This is part of a post by MFOutlier over on the US board :




so any recs belong to him - and any brickbats. ;-/ I've not DMORed on any of this, but easily rolled-out modular algal biofuels at $20/bbl would obviously be quite relevant to the POO ;-/




Algae bioreactor technologies have now evolved to the point of commercialization. (My interest in algae biofuel systems was peaked by a reported claim several months back by a Spanish researcher of developing a plankton-based crude oil production system that was 400 times more productive than any other biofuel system in use. No further information on his claim has emerged since the initial news report.)


At least U.S. three firms claim development of commercially viable systems capable of blending solar energy with fossil fuel flue gases to yield biodiesel, ethanol, methane, and/or hydrogen. Solix Biofuels suggests their system is capable of producing 100 times more oil per acre than soil-tilled crops now in use and with deployment in unused space around existing U.S. power and ethanol plants capable of supplying U.S. demand for diesel fuel (estimated as 4 million barrels/day.) Excerpt from press release reads


"Solix officials estimate that widespread construction of its photo-bioreactor system could meet the demand for the U.S. consumption of diesel fuel - about 4 million barrels a day - by growing algae on less than 0.5 percent of the U.S. land area, which is otherwise unused land adjacent to power plants and ethanol plants. The plants produce excess carbon dioxide, which is necessary to turn algae into oil. In addition to producing biodiesel, the process would prevent a large portion of the greenhouse gases produced by coal-burning power plants from being expelled directly into the atmosphere."

####

Requests:
a. Print, word for word, the stretch of the algae biofuel post that starts with "This is part" and finishes with "initial news report.)".
b. Please carry on the algae biofuel post from the point where it stops.
The data that comes next has nothing to do with what you are asked to do.

Data lines:
####

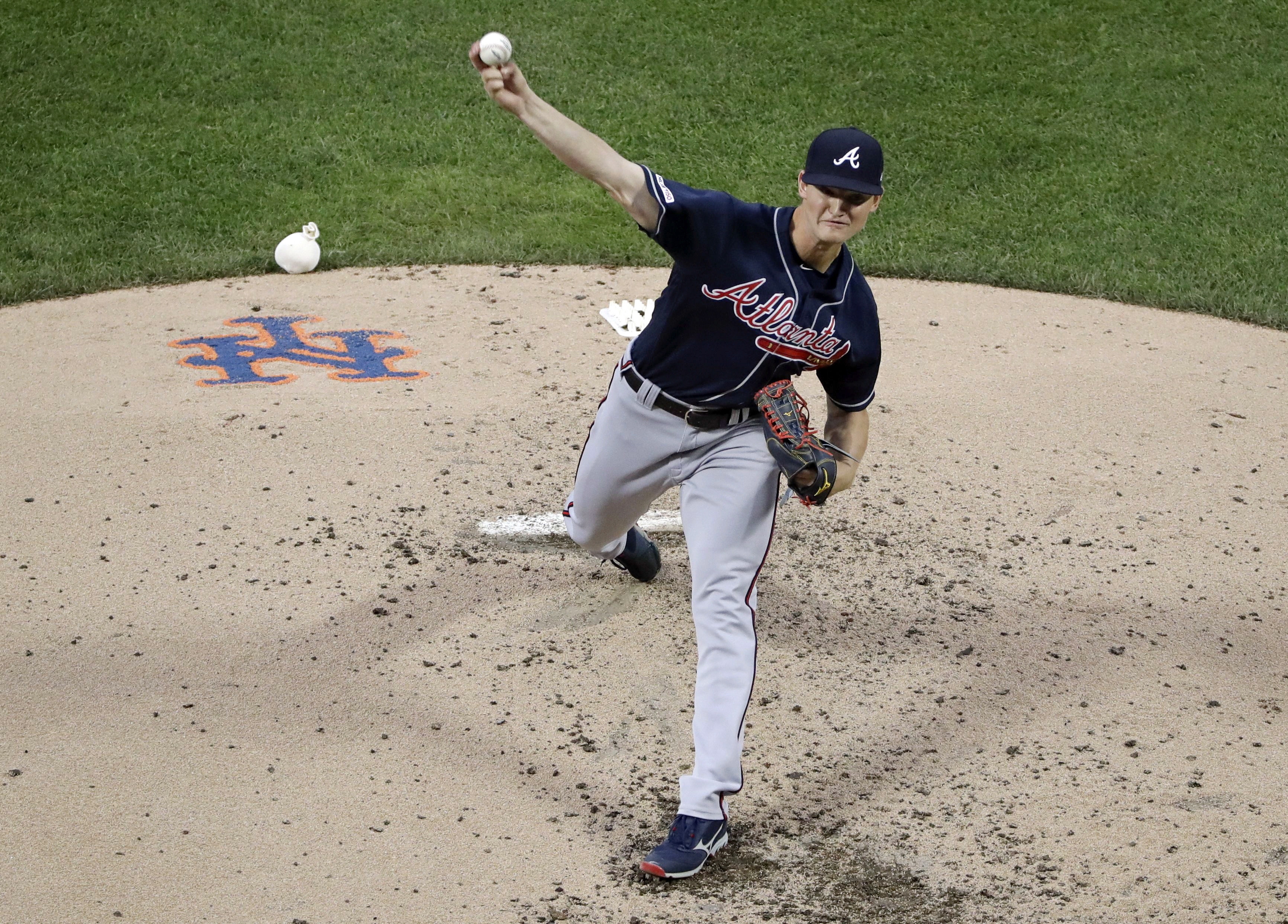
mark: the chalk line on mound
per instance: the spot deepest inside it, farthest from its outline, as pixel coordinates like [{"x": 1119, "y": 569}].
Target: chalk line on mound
[{"x": 540, "y": 525}]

####

Results:
a.
This is part of a post by MFOutlier over on the US board :




so any recs belong to him - and any brickbats. ;-/ I've not DMORed on any of this, but easily rolled-out modular algal biofuels at $20/bbl would obviously be quite relevant to the POO ;-/




Algae bioreactor technologies have now evolved to the point of commercialization. (My interest in algae biofuel systems was peaked by a reported claim several months back by a Spanish researcher of developing a plankton-based crude oil production system that was 400 times more productive than any other biofuel system in use. No further information on his claim has emerged since the initial news report.)

b.
Global Green Solutions is building a pilot plant using an alternative algae bioreactor technology that is supposedly capable of 150,000 gallons (3,570 barrels) of bio-oil annual yield per acre at a cost of about $20/barrel. (Cost elements included in the calculation are not specified.) http://www.greencarcongress.com/2006/10/global_green_to.html


Green Fuel Technologies and an electric utility partner are currently installing the first industrial scale installation (that I know of). The facility is currently scheduled for completion in first quarter 2007. Earlier pilot plant productivities (using flue gases from 20MW cogeneration facility at MIT and from 1,060MW combined cycle Redhawk power plant in Arizona) suggest annual per acre yields of 5,000-10,000 gallons each of transportation grade biodiesel and ethanol (119 – 338 barrels). The system is designed to provide for easy daily harvesting of mature algae and reuse of the water with yield (and cost) in part a function of reliance on cold press alone, use of organic solvents, or both. Green Fuel Technologies claims 70% of the fossil fuel electric power plants in the country have multiple acres of adjacent (contiguous) unused space suitable for installation of the systems. And, the technology has been licensed to other firms for commercial use in Australia, New Zealand, and South Africa.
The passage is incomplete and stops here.